• _Problema posto 1_
Secondo l'estratto del documento sulle serie tv, in quanti episodi si sviluppa The Queen's Gambit?
• _Problema posto 2_
Nell'estratto del documento sulle serie tv, quali aspetti vengono indicati come trattati da The Queen's Gambit oltre al percorso di Beth dall'orfanotrofio al titolo mondiale? Elencali tutti.
• _Problema posto 3_
Per favore, prosegui l'estratto del documento sulle serie tv partendo subito dopo l'ultima frase riportata.

• _Estratto del documento_

+---+

Ci risiamo. Il post sulle serie tv significa solo una cosa: che ho avuto molto tempo da trascorrere a casa, e tempo in casa preferibilmente non da sola, ovvero, lockdown! Quando la vita da non -ancora- conviventi scorre normalmente è davvero ormai difficile che in solitudine io riesca a iniziare, seguire e completare in tempi decenti un nuovo telefilm (ci ho provato con Emily e sarà che l’ho trovato davvero mediocre, ma ci ho messo un mese a guardare 8 episodi…): il giorno preferisco passare il mio tempo in modo più attivo mentre la serata normalmente si passa insieme, ma essendo in case diverse comincia molto tardi, col risultato che spesso per finire una puntata ci mettiamo pure due giorni. Non c’è che dire, la quarantena si rivela sempre l’occasione migliore per portare a termine nuove serie tv e non essere sempre in ritardo coi tempi per quanto riguarda le nuove uscite!
The queen’s gambit
The Queen’s Gambit insieme con la sua protagonista Beth Harmon hanno conquistato i cuori degli abbonati di Netflix schizzando al primo posto della Top Ten in pochissimo tempo. La serie tv narra in 7 episodi della vita della talentuosa scacchista Beth, partendo dalla sua difficile infanzia in orfanotrofio a seguito del suicidio della madre fino alla sua ascesa al titolo mondiale, senza trascurare la dimensione affettiva (e le iniziali difficoltà della protagonista ad amare e lasciarsi amare), con uno sguardo alla condizione femminile della donna all’epoca, particolarmente in un ambiente dominato soprattutto da uomini come quello degli scacchi, e alla sfera delle dipendenze da cui Beth è affetta fin da piccola e a cui si è sempre tenuta attaccata per il sostegno che l’uso di certe sostanze le garantiva nel mettere a punto le strategie per i suoi tornei.

+---+

• _Sezione dati_
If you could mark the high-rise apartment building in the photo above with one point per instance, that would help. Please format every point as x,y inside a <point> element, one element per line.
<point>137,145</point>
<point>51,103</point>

+---+

• _Risultato finale 1_
In 7 episodi.

• _Risultato finale 2_
- La dimensione affettiva, con le iniziali difficoltà della protagonista ad amare e lasciarsi amare
- La condizione femminile della donna all'epoca, in particolare in un ambiente dominato dagli uomini come quello degli scacchi
- La sfera delle dipendenze da cui Beth è affetta fin da piccola

• _Risultato finale 3_
Ok, ma voi non volete leggere i soliti discorsi impersonali che potete trovare in ogni recensione presente in rete. Quindi passiamo alla ciccia: Beth non è il classico personaggio che tutti amano, è enigmatica, riservata, chiusa, diffidente. Di quelle che sembrano snob, e invece nascondono sempre quel velo di disagio esistenziale. Eppure, grazie anche all’interpretazione di un’impeccabile Anya Taylor-Joy, penso sia impossibile non cedere al suo fascino e a non empatizzare nonostante il suo essere una figura decisamente sui generis. Connaturatamente elegante e composta anche nei suoi momenti di buio più profondo, apparentemente fredda ma con la capacità di darsi a poco a poco alle persone che guadagnano la sua fiducia, di essere magnetica e ottenere al contempo stima e rispetto.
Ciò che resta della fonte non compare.